Dataset entries
=====

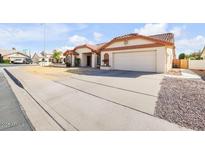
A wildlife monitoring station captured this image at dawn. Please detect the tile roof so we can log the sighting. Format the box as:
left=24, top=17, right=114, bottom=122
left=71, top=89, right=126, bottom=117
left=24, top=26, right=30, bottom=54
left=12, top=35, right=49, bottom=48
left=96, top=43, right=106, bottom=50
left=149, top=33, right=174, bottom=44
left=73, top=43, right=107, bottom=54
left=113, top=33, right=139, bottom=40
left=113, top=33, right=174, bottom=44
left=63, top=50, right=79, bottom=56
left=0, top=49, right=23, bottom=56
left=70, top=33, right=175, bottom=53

=====

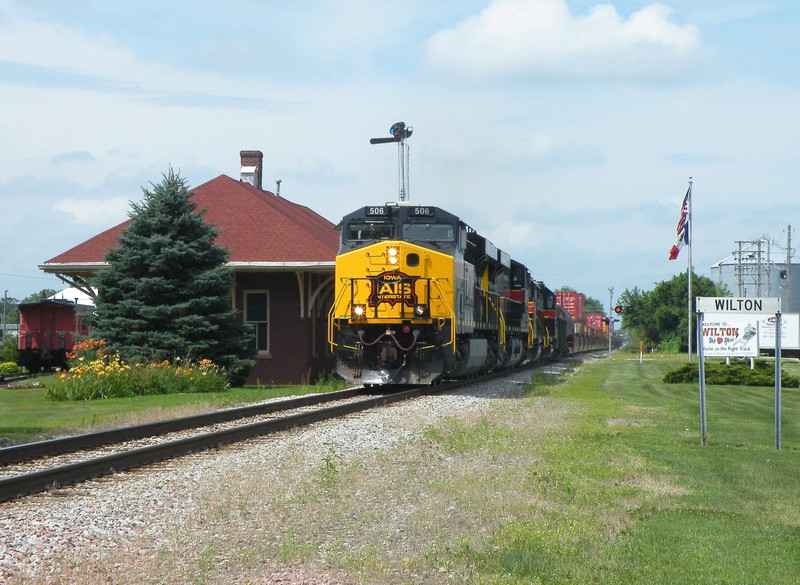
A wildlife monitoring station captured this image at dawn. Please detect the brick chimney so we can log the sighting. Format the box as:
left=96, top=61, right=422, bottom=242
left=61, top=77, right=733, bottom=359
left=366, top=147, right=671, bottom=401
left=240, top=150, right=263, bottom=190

=====

**Aim of the exercise**
Look through the lines above and collect those with the word "station".

**Written reply**
A wildlife monitoring station captured this image at dawn. Please detect the tile roof so we can log the sighting. Format the box as:
A wildlife monitoring station captured this image at dawn. Please detect the brick chimney so we can log the sighting. Format the box as:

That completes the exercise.